----- SUPPLIED MATERIAL -----

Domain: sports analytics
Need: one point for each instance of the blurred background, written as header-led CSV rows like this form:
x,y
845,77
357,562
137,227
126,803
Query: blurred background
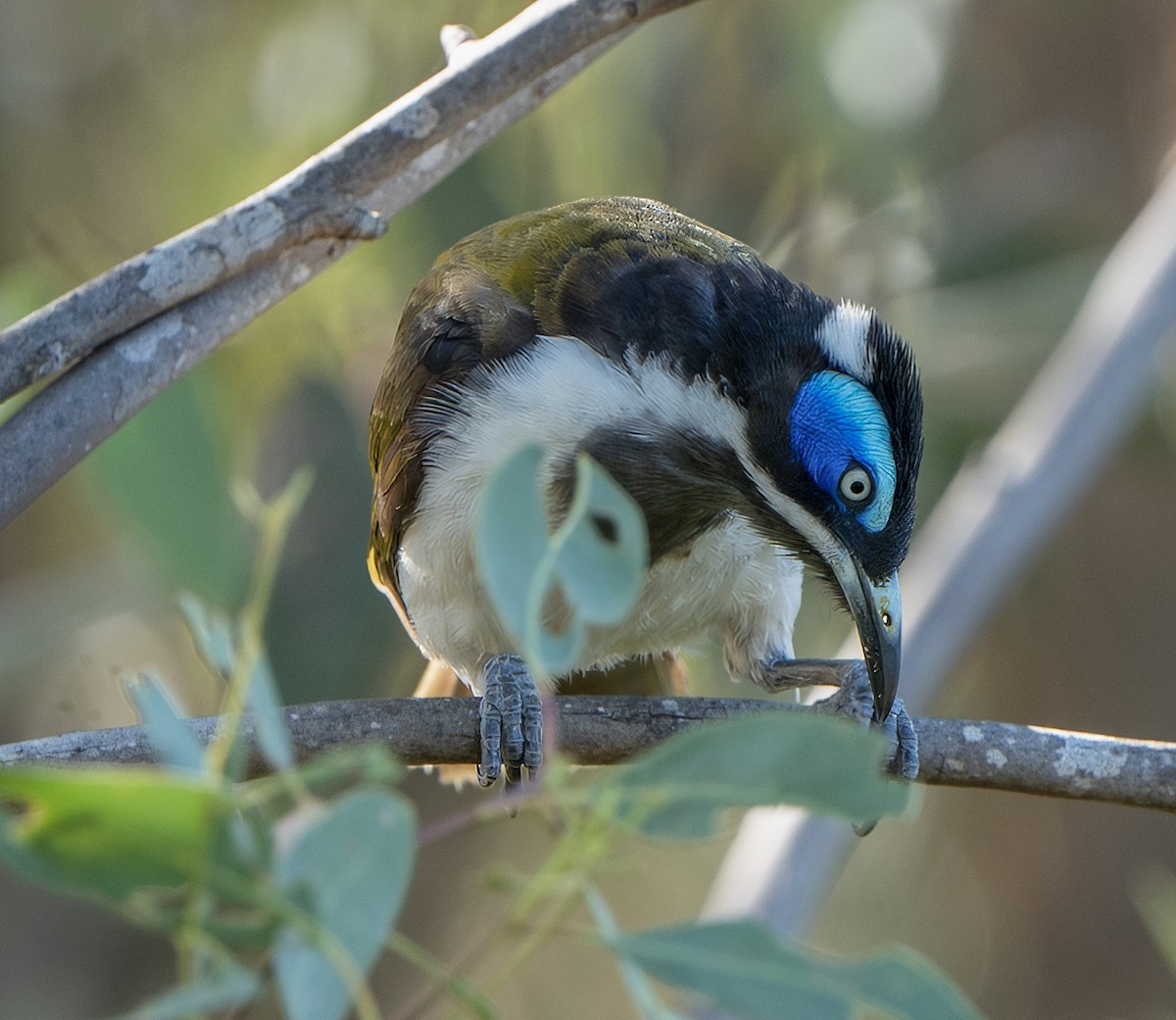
x,y
962,166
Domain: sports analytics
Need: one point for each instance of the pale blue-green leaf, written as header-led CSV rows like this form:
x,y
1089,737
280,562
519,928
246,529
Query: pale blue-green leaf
x,y
226,986
171,737
679,789
553,654
351,868
745,970
269,719
645,999
512,535
212,631
604,547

-----

EXERCISE ▸ Extract every line of the data exactly; pictures stay out.

RIGHT ANSWER ▸
Domain: sports analytics
Need: one point for each instance of the blurred background, written as header-led CSV rows like this form:
x,y
845,77
357,562
137,227
126,803
Query: blurred background
x,y
962,166
Domain: sports analytics
Need: one point for each instance of the pale blue-green leaf, written as header-led CSV rows like this form:
x,y
1089,737
280,562
519,928
246,529
Query: pale blue-green leaf
x,y
226,986
171,737
679,789
553,654
351,868
745,970
269,719
645,999
512,535
212,631
604,547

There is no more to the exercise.